START Supplied data

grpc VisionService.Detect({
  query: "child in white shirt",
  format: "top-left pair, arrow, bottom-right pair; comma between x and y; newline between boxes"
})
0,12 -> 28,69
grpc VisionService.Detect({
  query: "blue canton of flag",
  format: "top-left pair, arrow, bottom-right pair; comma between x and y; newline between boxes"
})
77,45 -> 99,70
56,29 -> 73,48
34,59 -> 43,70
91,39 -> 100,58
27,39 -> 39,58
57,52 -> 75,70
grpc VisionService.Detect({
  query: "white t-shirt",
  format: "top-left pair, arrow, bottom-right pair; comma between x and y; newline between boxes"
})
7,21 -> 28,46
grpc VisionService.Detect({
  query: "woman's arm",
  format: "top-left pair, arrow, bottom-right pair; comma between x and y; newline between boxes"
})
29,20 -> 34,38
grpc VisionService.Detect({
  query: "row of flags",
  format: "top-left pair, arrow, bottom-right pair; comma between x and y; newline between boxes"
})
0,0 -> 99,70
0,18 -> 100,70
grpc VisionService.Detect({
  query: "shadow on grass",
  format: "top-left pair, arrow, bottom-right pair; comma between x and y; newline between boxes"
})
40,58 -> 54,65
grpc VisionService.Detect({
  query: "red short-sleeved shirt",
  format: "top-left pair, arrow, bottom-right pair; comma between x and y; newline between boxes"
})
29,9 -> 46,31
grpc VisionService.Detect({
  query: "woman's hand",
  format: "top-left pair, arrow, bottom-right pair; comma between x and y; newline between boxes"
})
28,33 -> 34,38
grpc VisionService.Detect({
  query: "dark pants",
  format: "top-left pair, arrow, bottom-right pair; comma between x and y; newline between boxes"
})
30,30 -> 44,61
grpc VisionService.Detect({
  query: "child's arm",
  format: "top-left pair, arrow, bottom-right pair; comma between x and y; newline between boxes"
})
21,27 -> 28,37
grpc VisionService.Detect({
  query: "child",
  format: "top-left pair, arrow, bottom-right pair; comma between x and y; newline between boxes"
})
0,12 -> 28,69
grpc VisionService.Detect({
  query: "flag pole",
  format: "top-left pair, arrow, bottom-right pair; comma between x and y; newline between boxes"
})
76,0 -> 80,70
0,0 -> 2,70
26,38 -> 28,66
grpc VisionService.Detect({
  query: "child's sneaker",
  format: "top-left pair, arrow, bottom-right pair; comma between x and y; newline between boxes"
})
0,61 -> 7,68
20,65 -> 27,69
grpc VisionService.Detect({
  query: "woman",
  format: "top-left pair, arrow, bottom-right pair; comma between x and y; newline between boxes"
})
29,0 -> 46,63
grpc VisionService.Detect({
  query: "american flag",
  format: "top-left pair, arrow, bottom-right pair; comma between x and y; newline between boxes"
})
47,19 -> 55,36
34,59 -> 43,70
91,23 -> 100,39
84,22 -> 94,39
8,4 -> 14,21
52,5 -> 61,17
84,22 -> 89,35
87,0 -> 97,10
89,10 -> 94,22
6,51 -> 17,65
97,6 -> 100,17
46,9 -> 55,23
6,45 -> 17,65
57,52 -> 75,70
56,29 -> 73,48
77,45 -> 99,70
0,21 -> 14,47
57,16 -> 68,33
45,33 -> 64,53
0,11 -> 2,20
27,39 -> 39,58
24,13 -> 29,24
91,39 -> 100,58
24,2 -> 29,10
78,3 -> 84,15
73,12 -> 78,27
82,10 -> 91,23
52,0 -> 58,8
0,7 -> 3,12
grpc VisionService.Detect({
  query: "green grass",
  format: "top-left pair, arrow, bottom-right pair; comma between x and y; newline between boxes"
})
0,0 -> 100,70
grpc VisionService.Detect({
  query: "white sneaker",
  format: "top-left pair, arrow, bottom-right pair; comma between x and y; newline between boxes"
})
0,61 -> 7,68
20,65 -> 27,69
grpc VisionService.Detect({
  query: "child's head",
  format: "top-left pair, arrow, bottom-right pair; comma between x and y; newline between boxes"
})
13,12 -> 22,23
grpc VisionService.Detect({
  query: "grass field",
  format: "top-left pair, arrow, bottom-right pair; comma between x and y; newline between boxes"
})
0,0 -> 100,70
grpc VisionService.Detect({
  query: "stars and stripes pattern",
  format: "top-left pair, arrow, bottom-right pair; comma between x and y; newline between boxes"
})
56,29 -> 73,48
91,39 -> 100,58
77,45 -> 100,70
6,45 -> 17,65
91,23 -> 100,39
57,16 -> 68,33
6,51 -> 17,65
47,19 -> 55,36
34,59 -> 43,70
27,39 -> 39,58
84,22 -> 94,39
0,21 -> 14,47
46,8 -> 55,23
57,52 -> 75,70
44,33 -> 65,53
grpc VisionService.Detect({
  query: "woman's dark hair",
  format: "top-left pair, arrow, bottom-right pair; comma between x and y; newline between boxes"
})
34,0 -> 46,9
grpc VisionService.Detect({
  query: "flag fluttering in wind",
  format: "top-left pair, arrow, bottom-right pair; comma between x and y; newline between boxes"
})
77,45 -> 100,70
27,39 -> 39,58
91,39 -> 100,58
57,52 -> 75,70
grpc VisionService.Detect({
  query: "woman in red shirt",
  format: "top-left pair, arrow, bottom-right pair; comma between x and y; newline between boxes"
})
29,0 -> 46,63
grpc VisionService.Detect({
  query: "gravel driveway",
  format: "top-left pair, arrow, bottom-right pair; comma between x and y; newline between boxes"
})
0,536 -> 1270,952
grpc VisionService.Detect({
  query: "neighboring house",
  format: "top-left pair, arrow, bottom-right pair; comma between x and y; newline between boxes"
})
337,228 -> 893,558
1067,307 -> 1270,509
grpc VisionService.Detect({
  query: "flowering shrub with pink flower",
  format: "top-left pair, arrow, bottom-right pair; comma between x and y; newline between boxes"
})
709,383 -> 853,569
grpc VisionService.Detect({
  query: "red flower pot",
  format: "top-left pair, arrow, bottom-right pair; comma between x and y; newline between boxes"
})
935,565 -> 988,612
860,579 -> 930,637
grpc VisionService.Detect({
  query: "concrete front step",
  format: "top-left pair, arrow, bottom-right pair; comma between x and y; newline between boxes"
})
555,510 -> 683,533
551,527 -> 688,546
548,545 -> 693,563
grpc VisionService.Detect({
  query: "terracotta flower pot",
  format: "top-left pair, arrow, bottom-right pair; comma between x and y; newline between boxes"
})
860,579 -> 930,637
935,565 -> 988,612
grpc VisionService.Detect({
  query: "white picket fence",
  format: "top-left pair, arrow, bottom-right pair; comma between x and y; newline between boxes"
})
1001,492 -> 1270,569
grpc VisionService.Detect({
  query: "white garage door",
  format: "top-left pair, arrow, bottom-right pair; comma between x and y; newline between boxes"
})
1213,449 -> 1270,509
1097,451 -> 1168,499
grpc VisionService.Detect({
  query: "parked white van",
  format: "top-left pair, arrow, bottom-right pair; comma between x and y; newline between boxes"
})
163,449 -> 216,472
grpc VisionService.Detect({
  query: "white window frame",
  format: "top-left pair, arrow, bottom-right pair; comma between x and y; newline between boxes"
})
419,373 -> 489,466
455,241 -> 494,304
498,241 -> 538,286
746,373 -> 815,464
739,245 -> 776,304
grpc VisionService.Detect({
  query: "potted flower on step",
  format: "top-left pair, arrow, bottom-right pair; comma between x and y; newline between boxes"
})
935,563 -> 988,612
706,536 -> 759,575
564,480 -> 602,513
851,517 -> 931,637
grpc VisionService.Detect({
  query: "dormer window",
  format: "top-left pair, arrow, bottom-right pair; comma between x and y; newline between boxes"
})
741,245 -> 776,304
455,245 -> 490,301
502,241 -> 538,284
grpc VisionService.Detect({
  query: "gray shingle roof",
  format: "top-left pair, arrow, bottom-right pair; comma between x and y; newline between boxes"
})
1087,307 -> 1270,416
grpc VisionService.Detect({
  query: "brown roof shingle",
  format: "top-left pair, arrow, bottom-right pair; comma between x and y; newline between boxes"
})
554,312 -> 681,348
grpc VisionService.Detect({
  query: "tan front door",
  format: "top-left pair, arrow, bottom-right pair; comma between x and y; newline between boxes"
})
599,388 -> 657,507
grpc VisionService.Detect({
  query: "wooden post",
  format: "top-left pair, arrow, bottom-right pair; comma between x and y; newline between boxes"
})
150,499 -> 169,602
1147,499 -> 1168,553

END Supplied data

__What the exercise asks__.
Count the lines in the listing above that contain the string "grass", treating case as significant, and reply with the number only.

__Final result__.
3